== Exercise prompt ==
Repeat every record below exactly as written.

(Point labeling dataset excerpts)

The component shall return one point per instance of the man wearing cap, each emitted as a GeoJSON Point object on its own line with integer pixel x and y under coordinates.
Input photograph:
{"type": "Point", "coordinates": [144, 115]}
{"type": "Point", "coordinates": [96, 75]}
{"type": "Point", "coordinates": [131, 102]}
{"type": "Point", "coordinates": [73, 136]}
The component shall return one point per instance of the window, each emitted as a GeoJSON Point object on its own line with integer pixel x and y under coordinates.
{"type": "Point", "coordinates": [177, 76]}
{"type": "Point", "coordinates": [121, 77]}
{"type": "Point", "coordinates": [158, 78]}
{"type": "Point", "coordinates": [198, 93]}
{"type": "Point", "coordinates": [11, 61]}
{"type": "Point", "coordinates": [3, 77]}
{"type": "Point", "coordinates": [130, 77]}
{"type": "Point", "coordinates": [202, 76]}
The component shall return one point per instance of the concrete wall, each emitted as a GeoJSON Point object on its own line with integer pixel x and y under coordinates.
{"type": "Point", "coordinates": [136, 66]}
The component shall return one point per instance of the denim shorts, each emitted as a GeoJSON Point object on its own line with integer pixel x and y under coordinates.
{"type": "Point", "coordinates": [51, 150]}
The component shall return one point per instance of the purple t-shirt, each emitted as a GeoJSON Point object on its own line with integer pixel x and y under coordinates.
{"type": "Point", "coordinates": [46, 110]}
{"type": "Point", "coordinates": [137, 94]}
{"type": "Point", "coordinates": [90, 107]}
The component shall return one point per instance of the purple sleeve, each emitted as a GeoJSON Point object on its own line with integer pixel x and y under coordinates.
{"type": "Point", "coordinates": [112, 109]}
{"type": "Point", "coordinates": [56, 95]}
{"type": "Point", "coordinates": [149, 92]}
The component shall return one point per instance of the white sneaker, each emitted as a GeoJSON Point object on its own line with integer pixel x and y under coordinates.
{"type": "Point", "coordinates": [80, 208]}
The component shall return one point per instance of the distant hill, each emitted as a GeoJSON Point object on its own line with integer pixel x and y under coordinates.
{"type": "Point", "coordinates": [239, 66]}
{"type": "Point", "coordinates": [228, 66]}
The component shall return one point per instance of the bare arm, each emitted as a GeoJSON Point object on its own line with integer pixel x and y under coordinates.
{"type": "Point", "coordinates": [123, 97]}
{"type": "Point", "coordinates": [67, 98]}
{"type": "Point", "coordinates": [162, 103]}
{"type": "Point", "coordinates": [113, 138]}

== Task answer ==
The component shall return one point per instance of the man wearing cap, each emitted as a GeoJSON Point object on its own line with integer pixel x and y under coordinates.
Input photograph:
{"type": "Point", "coordinates": [144, 115]}
{"type": "Point", "coordinates": [96, 75]}
{"type": "Point", "coordinates": [131, 102]}
{"type": "Point", "coordinates": [73, 136]}
The component shall return one point per instance of the window, each emitted as a GeoJSON Point object on its own line with integer pixel x and y under coordinates.
{"type": "Point", "coordinates": [177, 76]}
{"type": "Point", "coordinates": [121, 77]}
{"type": "Point", "coordinates": [158, 78]}
{"type": "Point", "coordinates": [198, 93]}
{"type": "Point", "coordinates": [11, 61]}
{"type": "Point", "coordinates": [3, 77]}
{"type": "Point", "coordinates": [130, 77]}
{"type": "Point", "coordinates": [202, 76]}
The component shall return one point per instance of the concrete wall, each emitted as a GeoJSON Point object on its own line with integer pixel x and y under coordinates.
{"type": "Point", "coordinates": [136, 66]}
The component shall return one point per instance of the denim shorts, each emitted as a GeoJSON Point object on its own line with integer pixel x and y under coordinates.
{"type": "Point", "coordinates": [51, 150]}
The component shall return one point per instance of the purple t-shirt, each emitted as a GeoJSON Point object on its own line with integer pixel x and y under coordinates.
{"type": "Point", "coordinates": [46, 110]}
{"type": "Point", "coordinates": [137, 94]}
{"type": "Point", "coordinates": [90, 107]}
The component shall return one point per instance of the purple sleeve, each emitted as a GeoJSON Point object on its own line with integer pixel x and y under coordinates.
{"type": "Point", "coordinates": [112, 109]}
{"type": "Point", "coordinates": [56, 95]}
{"type": "Point", "coordinates": [149, 92]}
The component shall return one point per instance of the white sneaker, each emitted as a GeoJSON Point object on its own line with integer pixel x and y under coordinates.
{"type": "Point", "coordinates": [80, 208]}
The component shall return one point per instance of the distant hill, each emitted as a GeoJSON Point object on its own line with integer pixel x and y under coordinates.
{"type": "Point", "coordinates": [239, 66]}
{"type": "Point", "coordinates": [228, 66]}
The component shall return one point per instance of the bare arm, each emitted as a GeoJSON Point object on its own line with integer pixel x and y under coordinates.
{"type": "Point", "coordinates": [123, 97]}
{"type": "Point", "coordinates": [67, 98]}
{"type": "Point", "coordinates": [162, 103]}
{"type": "Point", "coordinates": [113, 138]}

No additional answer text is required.